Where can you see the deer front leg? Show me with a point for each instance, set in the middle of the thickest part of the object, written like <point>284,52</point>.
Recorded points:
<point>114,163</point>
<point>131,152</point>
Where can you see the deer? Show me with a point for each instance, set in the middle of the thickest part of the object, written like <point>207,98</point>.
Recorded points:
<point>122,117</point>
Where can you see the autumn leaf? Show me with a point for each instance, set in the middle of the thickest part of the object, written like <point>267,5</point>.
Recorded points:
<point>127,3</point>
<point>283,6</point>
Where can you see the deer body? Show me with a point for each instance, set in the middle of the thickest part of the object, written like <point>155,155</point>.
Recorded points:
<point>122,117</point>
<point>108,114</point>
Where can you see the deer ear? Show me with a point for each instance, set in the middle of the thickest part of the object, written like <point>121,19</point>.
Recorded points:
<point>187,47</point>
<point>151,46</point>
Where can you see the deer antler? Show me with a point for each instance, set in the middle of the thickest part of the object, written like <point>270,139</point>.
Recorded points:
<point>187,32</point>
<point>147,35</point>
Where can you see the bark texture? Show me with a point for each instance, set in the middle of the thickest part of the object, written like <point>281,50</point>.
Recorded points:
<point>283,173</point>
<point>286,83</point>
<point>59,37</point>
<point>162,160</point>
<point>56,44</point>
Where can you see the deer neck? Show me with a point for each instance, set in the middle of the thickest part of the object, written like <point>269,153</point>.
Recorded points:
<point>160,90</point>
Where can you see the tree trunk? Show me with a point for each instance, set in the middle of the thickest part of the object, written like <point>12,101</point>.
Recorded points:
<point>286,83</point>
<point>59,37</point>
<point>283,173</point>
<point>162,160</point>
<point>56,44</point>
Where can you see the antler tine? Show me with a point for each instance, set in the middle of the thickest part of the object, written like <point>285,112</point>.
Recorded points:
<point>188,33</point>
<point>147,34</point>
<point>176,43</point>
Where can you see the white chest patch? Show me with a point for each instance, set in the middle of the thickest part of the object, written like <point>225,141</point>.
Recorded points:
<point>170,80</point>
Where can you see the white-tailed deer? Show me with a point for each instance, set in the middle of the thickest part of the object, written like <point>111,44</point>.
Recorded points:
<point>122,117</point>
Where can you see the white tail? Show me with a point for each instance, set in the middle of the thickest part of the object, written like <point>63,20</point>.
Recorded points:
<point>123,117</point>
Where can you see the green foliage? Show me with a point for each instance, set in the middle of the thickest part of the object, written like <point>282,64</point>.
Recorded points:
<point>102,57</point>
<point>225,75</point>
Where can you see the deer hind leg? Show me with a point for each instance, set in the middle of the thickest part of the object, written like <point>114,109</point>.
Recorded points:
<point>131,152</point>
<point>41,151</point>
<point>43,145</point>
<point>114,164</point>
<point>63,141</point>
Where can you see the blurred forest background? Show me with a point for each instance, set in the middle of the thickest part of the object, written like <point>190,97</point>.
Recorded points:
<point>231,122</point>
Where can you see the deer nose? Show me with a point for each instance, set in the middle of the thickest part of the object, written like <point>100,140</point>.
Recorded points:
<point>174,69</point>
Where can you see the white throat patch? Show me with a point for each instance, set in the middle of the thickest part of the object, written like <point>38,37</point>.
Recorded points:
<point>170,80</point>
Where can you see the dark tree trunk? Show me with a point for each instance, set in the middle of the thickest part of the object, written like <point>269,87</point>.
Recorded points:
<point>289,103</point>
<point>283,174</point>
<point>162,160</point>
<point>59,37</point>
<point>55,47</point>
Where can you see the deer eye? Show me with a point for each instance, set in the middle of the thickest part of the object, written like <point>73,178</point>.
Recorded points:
+++++
Aim: Copy every one of the records above word for word, keeping each line unchanged.

Output:
Where can you see the deer front leg? Show me with a point for each instance, set in the middle of the thickest part of the object, written like <point>284,52</point>.
Recorded points:
<point>114,163</point>
<point>131,152</point>
Where can you see the deer? Show me with a point for each instance, set in the middle of the thickest part of the object, written like <point>207,98</point>.
Recorded points:
<point>122,117</point>
Where can you see the autumn leaf? Show me with a point for each instance, set in the middle of the thickest part of the object, written like <point>267,5</point>.
Recorded points:
<point>127,3</point>
<point>283,6</point>
Where can you see the deer body? Show me with a point for each instance, set in the middle of the thickest part of the object, written like <point>155,155</point>.
Recorded points:
<point>122,117</point>
<point>108,114</point>
Where can you see the deer ear? Show me with a point for each instance, set in the middle of the thickest part of the object, written like <point>121,19</point>.
Recorded points:
<point>187,47</point>
<point>151,46</point>
Where can you see the deer antler? Show me with a point for each instance, set in the middle of the thickest part of the object, written like <point>270,139</point>.
Recorded points:
<point>187,32</point>
<point>147,35</point>
Where can you see the bark texture? Show me with a point for each instance, set in the middle of the thickest part of the object, written like <point>281,50</point>.
Recorded points:
<point>283,173</point>
<point>286,83</point>
<point>59,37</point>
<point>162,160</point>
<point>56,44</point>
Where can you see the deer neck? Show me with a point for each instance, set in the middle of the thickest part of the object, written like <point>269,153</point>.
Recorded points:
<point>160,90</point>
Where can you see the tree trunk? Show me with a point for each instance, set in the middle of the thickest part of the object, written like <point>12,101</point>.
Recorded points:
<point>286,83</point>
<point>59,37</point>
<point>283,173</point>
<point>162,160</point>
<point>56,44</point>
Where can you see the antler tine? Show me with a point for each instance, set in the middle of the thickest part of the object, written like <point>285,112</point>.
Recorded points:
<point>188,33</point>
<point>147,34</point>
<point>176,43</point>
Where can you see the white chest patch? Show me with a point for each instance, set in the middle of the thickest part of the object, written like <point>225,141</point>.
Recorded points:
<point>170,80</point>
Where can you see the white-tailed deer? Show me with a point for each instance, set in the middle of the thickest part of the object, written like <point>111,44</point>.
Recorded points:
<point>122,117</point>
Where can you see the white tail? Show me with a point for each instance, set in the middle of the thickest part of the object, written like <point>63,20</point>.
Recorded points:
<point>123,117</point>
Where can you see the green foliage? Show me with a point for each instance, set in the middle of the thickest part of the object, written like <point>282,64</point>.
Recorded points:
<point>102,57</point>
<point>225,75</point>
Where can you see the deer hind leg? Show me with a point for each instance, set in the middle of the thickest part of the object, written like <point>114,109</point>.
Recorded points:
<point>131,152</point>
<point>41,151</point>
<point>43,145</point>
<point>114,164</point>
<point>63,141</point>
Where can you see the blurred forest background? Show me with a point for each instance, set in the middle of the thickest part of the object, written like <point>190,97</point>.
Recorded points:
<point>231,122</point>
Where can you see the deer nose? Show me with a point for each instance, set in the middle of the thickest part of the object, written like <point>100,140</point>.
Recorded points:
<point>174,69</point>
Where can you see the white throat patch? Show me with a point for each instance, set in the middle of the thickest part of the object, written like <point>38,37</point>.
Recorded points:
<point>170,80</point>
Where can you see the dark tree trunk? Show me with a point for each instance, set in the middle of the thickest part of the object, written like <point>269,87</point>.
Recorded points:
<point>289,103</point>
<point>283,174</point>
<point>162,160</point>
<point>59,37</point>
<point>55,47</point>
Where can you see the deer eye? Show me with a point for each instance, set in the middle of the thickest part of the object, written like <point>73,178</point>.
Recorded points:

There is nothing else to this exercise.